■ **Written task**:
Reproduce the stretch of the data below from the line containing "Can you see the clear" through the end of the data, leaving the pictures out.

■ **Data supplied**:
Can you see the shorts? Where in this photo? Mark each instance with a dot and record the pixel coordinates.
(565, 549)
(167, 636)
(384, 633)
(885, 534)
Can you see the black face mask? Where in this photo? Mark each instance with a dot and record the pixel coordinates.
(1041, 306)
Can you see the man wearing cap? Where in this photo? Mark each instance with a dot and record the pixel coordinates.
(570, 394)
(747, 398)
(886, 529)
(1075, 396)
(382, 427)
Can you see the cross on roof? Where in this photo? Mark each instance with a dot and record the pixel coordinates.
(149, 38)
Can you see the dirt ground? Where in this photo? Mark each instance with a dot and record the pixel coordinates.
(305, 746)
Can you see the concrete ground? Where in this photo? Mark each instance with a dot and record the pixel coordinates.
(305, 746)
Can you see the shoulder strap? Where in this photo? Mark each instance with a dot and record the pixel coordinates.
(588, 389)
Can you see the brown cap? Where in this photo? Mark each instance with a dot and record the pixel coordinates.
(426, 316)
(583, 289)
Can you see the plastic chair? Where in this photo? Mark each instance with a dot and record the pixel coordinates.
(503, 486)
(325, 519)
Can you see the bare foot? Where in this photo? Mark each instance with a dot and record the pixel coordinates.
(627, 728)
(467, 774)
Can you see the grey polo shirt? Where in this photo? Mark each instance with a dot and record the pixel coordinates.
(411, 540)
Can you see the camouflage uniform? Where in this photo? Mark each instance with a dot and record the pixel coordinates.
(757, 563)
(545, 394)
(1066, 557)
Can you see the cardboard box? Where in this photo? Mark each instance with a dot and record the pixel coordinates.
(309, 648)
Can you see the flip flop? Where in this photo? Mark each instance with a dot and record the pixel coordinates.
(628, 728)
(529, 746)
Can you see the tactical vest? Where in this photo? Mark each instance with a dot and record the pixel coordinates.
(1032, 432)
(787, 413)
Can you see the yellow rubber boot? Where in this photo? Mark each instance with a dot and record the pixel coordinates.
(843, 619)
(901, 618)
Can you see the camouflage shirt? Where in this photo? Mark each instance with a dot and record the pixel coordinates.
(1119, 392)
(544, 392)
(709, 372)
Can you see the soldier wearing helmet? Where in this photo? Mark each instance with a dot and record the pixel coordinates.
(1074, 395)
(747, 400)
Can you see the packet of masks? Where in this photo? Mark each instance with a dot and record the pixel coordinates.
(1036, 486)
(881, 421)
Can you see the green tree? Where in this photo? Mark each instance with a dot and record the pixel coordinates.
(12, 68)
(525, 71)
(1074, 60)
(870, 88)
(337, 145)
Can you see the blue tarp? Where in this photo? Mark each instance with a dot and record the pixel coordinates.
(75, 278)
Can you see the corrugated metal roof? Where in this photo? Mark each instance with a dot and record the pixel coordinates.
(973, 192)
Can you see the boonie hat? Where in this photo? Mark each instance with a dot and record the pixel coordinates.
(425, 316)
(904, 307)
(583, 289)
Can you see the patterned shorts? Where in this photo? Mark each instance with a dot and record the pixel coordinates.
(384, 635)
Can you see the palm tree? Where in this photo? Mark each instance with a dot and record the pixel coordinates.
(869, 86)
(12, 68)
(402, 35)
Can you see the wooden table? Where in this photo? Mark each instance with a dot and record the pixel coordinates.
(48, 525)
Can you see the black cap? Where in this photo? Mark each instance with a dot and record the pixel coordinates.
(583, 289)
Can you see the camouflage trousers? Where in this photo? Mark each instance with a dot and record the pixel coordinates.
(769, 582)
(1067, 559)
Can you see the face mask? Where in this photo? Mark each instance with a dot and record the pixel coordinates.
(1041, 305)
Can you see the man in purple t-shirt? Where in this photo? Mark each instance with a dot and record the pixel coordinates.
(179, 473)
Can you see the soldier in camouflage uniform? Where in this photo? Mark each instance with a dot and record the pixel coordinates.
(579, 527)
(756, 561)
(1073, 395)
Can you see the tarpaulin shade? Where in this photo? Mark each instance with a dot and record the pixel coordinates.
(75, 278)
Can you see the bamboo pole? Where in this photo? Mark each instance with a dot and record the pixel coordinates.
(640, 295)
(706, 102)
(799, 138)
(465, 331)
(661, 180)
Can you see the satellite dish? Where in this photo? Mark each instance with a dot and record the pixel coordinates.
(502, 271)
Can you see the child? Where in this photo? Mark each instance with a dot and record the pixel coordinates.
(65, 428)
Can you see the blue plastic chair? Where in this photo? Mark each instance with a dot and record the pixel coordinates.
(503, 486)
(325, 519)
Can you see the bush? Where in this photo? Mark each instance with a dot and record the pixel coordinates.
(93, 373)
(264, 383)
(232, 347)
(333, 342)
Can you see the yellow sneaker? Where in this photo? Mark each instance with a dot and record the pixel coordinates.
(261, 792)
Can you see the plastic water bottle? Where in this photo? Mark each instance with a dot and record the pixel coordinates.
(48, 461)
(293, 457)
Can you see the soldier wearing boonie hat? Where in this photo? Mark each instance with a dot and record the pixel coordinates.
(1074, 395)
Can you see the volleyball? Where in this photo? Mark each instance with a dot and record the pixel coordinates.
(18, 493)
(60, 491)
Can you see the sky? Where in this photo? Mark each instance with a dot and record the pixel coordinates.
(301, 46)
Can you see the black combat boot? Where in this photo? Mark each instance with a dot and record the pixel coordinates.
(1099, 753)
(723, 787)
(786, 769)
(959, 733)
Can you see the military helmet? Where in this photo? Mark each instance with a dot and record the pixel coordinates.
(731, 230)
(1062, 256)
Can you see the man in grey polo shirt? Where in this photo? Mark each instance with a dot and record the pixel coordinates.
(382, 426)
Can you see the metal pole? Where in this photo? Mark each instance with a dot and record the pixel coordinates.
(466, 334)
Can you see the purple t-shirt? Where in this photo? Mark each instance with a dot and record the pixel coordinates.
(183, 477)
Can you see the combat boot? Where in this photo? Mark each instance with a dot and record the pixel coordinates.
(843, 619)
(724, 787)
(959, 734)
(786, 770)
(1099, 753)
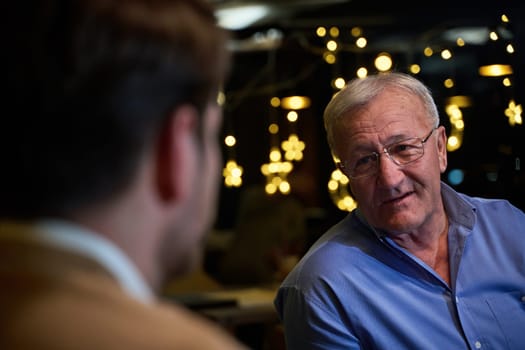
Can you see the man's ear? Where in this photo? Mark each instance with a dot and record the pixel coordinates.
(442, 148)
(177, 154)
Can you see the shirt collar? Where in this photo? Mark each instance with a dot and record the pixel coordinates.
(81, 240)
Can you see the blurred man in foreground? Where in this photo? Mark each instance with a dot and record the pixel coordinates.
(110, 167)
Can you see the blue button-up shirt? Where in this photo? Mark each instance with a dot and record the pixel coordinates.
(357, 289)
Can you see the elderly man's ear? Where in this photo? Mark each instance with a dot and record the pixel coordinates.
(442, 149)
(176, 154)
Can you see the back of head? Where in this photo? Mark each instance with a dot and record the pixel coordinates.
(361, 91)
(91, 84)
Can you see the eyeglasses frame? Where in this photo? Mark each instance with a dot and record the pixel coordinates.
(342, 167)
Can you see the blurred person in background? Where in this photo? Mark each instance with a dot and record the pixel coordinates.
(110, 171)
(417, 265)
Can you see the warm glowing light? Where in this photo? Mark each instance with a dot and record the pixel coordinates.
(320, 31)
(221, 98)
(362, 72)
(495, 70)
(339, 83)
(331, 45)
(295, 102)
(449, 83)
(415, 68)
(513, 112)
(446, 54)
(230, 140)
(334, 32)
(383, 62)
(275, 154)
(361, 42)
(428, 51)
(329, 57)
(292, 116)
(459, 101)
(293, 148)
(232, 173)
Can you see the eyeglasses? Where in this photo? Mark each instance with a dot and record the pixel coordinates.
(401, 153)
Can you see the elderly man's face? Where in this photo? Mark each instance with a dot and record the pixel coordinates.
(397, 199)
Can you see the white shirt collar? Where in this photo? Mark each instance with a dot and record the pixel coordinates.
(83, 241)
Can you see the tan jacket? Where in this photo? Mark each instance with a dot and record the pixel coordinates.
(53, 299)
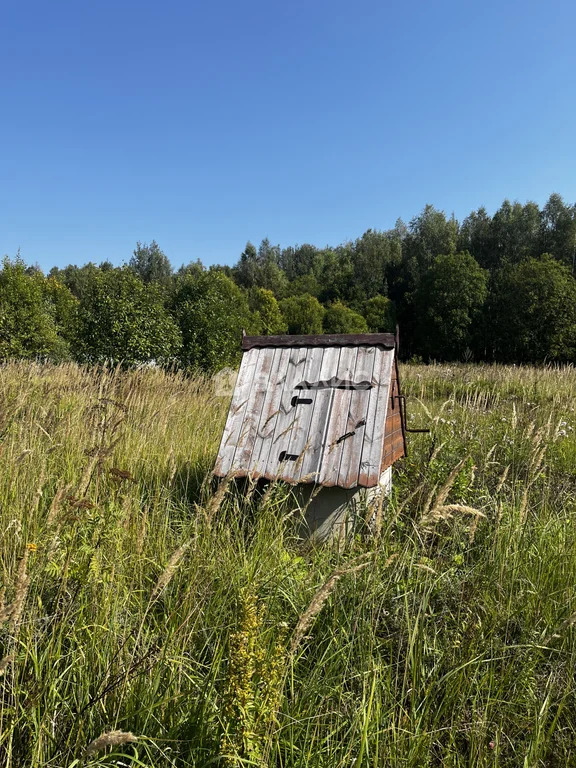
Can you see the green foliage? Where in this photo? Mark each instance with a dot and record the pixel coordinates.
(380, 314)
(211, 311)
(135, 599)
(533, 311)
(123, 320)
(414, 275)
(449, 298)
(268, 318)
(150, 263)
(303, 314)
(341, 319)
(32, 312)
(260, 269)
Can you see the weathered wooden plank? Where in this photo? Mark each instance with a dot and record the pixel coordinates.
(236, 412)
(357, 418)
(376, 420)
(386, 340)
(334, 440)
(260, 384)
(278, 455)
(309, 470)
(303, 403)
(270, 413)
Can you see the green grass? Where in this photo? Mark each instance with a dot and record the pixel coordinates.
(137, 598)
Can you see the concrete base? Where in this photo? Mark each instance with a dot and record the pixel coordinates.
(333, 513)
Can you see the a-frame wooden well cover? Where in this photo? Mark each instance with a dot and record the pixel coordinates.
(315, 409)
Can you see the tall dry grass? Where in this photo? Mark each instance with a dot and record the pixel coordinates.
(136, 597)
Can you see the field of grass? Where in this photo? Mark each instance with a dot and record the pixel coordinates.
(192, 626)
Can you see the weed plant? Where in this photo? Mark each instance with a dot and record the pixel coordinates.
(151, 618)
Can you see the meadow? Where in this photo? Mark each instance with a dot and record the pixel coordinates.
(149, 617)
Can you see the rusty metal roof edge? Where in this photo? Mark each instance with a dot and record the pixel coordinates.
(386, 340)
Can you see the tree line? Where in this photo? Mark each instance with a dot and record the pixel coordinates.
(495, 288)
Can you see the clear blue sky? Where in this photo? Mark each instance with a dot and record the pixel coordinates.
(206, 124)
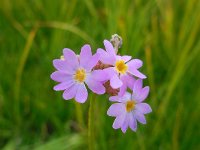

■ **Response below**:
Can you see the clear blue sky? Where in this photo? Mark each instance with a dot and record the pixel coordinates.
(206, 124)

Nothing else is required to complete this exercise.